* STORED DATA
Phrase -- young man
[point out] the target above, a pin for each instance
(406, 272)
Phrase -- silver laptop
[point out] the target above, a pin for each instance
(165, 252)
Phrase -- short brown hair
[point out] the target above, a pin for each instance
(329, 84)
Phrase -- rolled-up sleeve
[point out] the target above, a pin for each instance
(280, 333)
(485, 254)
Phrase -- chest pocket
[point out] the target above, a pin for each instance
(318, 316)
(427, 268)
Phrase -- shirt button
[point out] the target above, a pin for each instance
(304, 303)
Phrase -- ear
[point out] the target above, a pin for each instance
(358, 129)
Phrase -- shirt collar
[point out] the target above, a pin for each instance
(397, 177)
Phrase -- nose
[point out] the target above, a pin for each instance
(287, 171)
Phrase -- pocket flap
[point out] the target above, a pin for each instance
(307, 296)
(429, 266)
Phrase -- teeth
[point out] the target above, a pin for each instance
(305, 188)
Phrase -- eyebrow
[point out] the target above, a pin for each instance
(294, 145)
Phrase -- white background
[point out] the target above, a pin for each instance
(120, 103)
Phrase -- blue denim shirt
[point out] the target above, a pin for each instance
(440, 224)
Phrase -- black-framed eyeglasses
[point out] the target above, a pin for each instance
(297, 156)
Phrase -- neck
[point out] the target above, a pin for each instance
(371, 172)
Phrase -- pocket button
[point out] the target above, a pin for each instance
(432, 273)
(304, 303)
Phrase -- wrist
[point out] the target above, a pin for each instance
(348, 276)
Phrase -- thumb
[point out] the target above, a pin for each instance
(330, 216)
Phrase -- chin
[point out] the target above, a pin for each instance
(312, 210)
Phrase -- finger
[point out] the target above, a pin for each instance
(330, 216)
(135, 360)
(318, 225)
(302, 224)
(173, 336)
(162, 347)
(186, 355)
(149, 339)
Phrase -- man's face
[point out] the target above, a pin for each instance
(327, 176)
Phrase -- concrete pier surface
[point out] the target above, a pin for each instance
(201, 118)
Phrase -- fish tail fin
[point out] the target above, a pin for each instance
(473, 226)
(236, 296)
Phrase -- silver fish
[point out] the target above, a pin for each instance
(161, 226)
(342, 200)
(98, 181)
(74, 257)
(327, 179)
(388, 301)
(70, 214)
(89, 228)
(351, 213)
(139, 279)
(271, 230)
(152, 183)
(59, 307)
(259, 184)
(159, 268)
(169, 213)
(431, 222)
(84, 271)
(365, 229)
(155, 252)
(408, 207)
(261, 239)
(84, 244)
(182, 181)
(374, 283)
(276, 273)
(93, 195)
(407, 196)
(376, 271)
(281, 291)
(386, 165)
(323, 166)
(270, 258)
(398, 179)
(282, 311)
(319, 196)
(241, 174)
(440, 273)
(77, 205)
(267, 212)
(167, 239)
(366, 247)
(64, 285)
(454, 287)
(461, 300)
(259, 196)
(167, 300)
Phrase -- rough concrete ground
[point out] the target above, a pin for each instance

* TASK DESCRIPTION
From the line containing "Phrase -- blue denim shirt" to the last line of the material, please quote every line exactly and only those.

* FINAL RESULT
Phrase -- blue denim shirt
[point out] the target above, a pin for each instance
(440, 224)
Phrase -- black-framed eyeglasses
[point out] the target above, a pin for each instance
(297, 156)
Phrase -- neck
[point out] the target above, a pin for each instance
(371, 172)
Phrase -- pocket button
[point out] the target above, a pin for each instance
(432, 273)
(304, 303)
Phrase -- wrist
[point out] the target above, a pin for each instance
(348, 276)
Phrase -- thumb
[point out] the target above, a pin for each instance
(330, 216)
Phrase -- chin
[point out] the target above, a pin for each instance
(312, 210)
Phrase -- finger
[point out] the target above, a pin for each instance
(330, 216)
(135, 360)
(318, 225)
(302, 224)
(173, 336)
(162, 347)
(186, 355)
(149, 339)
Phrase -- man's face
[point out] the target above, a pin for each instance
(327, 176)
Phrase -- concrete pier surface
[point out] the target above, a pin for each instance
(201, 118)
Phrase -- fish tail fin
[point out] the target above, a pin for each instance
(473, 226)
(236, 296)
Phrase -- silver fish
[point out] the target above, a pin for each instance
(161, 226)
(342, 200)
(98, 181)
(74, 257)
(327, 179)
(388, 301)
(70, 214)
(89, 228)
(351, 213)
(139, 279)
(271, 230)
(152, 183)
(59, 307)
(259, 184)
(159, 268)
(169, 213)
(431, 222)
(84, 271)
(365, 229)
(155, 252)
(408, 207)
(261, 239)
(84, 244)
(182, 181)
(374, 283)
(276, 273)
(93, 195)
(407, 196)
(376, 271)
(281, 291)
(386, 165)
(323, 166)
(270, 258)
(398, 179)
(282, 311)
(319, 196)
(241, 174)
(440, 273)
(77, 205)
(267, 212)
(167, 239)
(366, 247)
(64, 285)
(454, 287)
(461, 300)
(259, 196)
(167, 300)
Phrase -- rough concrete ground
[point out] the target above, a pin for each instance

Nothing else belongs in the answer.